▸ **THE PROBLEM**
Copy the listing below word for word, line by line, without changing anything.

---------- ROWS

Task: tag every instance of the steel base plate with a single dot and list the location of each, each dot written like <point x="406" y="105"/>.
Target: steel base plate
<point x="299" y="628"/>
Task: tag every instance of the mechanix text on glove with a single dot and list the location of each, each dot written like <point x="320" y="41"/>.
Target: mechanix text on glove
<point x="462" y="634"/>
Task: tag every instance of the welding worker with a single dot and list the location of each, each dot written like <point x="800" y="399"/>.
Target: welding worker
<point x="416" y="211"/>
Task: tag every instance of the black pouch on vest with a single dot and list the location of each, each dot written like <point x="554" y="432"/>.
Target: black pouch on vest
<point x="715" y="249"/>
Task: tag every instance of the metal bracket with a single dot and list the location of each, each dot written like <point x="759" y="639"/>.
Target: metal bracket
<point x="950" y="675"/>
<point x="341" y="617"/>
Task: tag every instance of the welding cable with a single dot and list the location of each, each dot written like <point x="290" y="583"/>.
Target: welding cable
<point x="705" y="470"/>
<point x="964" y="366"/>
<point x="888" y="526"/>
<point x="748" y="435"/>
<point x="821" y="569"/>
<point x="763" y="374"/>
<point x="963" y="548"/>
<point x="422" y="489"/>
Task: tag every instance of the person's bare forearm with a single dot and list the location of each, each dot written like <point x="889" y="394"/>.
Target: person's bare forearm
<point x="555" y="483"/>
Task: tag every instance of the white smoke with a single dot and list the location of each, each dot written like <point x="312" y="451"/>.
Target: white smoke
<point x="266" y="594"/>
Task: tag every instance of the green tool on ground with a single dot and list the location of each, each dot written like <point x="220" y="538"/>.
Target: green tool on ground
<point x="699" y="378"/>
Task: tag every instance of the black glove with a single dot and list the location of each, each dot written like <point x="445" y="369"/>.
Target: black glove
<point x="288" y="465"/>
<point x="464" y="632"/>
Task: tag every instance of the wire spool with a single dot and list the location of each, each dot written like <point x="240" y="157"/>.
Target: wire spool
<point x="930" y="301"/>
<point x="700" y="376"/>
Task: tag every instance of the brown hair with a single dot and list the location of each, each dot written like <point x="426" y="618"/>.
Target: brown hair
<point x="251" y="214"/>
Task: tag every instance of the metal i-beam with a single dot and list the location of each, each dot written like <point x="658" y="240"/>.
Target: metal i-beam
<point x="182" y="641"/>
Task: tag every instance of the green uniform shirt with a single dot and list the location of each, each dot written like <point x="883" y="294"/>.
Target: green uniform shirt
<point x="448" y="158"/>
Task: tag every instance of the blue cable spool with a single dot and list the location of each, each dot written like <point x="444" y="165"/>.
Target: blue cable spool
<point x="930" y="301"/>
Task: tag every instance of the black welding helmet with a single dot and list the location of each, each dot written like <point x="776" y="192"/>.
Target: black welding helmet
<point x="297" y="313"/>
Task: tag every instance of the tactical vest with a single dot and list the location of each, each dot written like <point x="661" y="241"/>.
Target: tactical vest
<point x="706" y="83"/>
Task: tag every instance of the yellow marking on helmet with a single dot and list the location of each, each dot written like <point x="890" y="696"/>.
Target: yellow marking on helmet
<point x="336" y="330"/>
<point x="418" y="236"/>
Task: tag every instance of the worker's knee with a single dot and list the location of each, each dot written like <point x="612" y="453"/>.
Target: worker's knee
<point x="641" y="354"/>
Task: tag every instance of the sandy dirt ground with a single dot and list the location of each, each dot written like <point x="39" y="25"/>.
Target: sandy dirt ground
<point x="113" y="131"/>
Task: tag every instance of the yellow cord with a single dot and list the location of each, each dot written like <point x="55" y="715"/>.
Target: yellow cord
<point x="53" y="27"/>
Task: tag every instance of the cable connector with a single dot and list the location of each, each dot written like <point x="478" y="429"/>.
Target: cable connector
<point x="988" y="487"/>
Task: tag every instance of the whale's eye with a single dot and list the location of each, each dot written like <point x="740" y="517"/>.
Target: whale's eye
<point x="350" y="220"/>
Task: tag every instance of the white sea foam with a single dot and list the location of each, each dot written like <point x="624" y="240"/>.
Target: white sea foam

--------------------

▸ **ANSWER TO THIS EXERCISE**
Task: tag every instance of the steel base plate with a single dot and list the location of each, each dot written like <point x="406" y="105"/>.
Target: steel base plate
<point x="299" y="628"/>
Task: tag every instance of the mechanix text on glove with a single dot and list the location of each, each dot written like <point x="320" y="41"/>.
Target: mechanix text on glove
<point x="462" y="634"/>
Task: tag every instance of the welding worker with a single dot and list the location of each, each dot written like <point x="800" y="399"/>.
Target: welding worker
<point x="416" y="211"/>
Task: tag every instance of the black pouch on vest with a single dot and list the location of each, each dot written like <point x="554" y="432"/>.
Target: black pouch on vest
<point x="715" y="249"/>
Task: tag every instance of the metal bracket with a single dot and list the location of each, each dot written like <point x="759" y="639"/>.
Target: metal bracket
<point x="950" y="675"/>
<point x="341" y="617"/>
Task: tag every instance of the welding cable with a single dot and list the location of each, each dot written like <point x="290" y="583"/>.
Target: welding cable
<point x="705" y="470"/>
<point x="964" y="366"/>
<point x="888" y="526"/>
<point x="748" y="435"/>
<point x="821" y="569"/>
<point x="763" y="374"/>
<point x="963" y="548"/>
<point x="422" y="489"/>
Task: tag every instance of the person's bare forearm with a single dot and list the location of each, each dot written like <point x="889" y="394"/>.
Target: person's bare forearm
<point x="555" y="483"/>
Task: tag every instance of the white smoke with a single dot and list the location of each, each dot written like <point x="312" y="451"/>.
Target: white smoke
<point x="266" y="594"/>
Task: tag every instance of the green tool on ground with a single dot and list the location of each, each dot written like <point x="220" y="538"/>.
Target: green tool on ground
<point x="699" y="378"/>
Task: tag every instance of the black glove with a single dot and list the location of each, each dot written like <point x="445" y="369"/>.
Target: black glove
<point x="288" y="465"/>
<point x="464" y="632"/>
Task: tag every instance of the wire spool with a single dot and list the location of each, each dot written like <point x="240" y="157"/>.
Target: wire spool
<point x="930" y="301"/>
<point x="700" y="376"/>
Task: tag every instance of the brown hair with a single dot and list the location of each, each dot written like <point x="426" y="618"/>.
Target: brown hair
<point x="251" y="214"/>
Task: tag every instance of the metal i-beam with a single dot and list the location of each, each dot written like <point x="658" y="240"/>.
Target: metal i-beam
<point x="182" y="641"/>
Task: tag every instance of the green uniform shirt with a single dot and list the location of each, each dot written like <point x="883" y="294"/>.
Target: green uniform shirt
<point x="448" y="158"/>
Task: tag every instance of the blue cable spool with a single dot and list the location of each, each dot written like <point x="444" y="165"/>.
Target: blue cable spool
<point x="930" y="301"/>
Task: tag every instance of the black welding helmet with a single dot and list the location of each, each dot written like <point x="776" y="192"/>.
Target: black welding helmet
<point x="297" y="313"/>
Task: tag every instance of the tactical vest with a single dot and list the location of each, each dot written like <point x="661" y="241"/>.
Target: tactical vest
<point x="706" y="83"/>
Task: tag every instance of the yellow marking on helmet with a single dot and list the location of each, each dot written like <point x="890" y="696"/>.
Target: yellow marking on helmet
<point x="336" y="330"/>
<point x="418" y="236"/>
Task: tag every instance of the worker's knee with a single dot and list the location of each, each dot written like <point x="612" y="453"/>.
Target: worker's knee
<point x="641" y="354"/>
Task: tag every instance of the sandy dirt ground with a single dot and list the location of each, each dot written like <point x="39" y="25"/>.
Target: sandy dirt ground
<point x="113" y="131"/>
Task: tag every instance of the yellow cord with a single dot and list the location of each, each dot written like <point x="55" y="715"/>.
Target: yellow cord
<point x="53" y="27"/>
Task: tag every instance of the cable connector with a single dot and list the location of each, each dot written like <point x="478" y="429"/>.
Target: cable connector
<point x="988" y="487"/>
Task: tag every instance of the whale's eye with a single dot and list the location of each, each dot written like <point x="740" y="517"/>.
Target: whale's eye
<point x="350" y="220"/>
Task: tag every instance of the white sea foam with a single dot and list the location of each, each dot written like <point x="624" y="240"/>.
Target: white sea foam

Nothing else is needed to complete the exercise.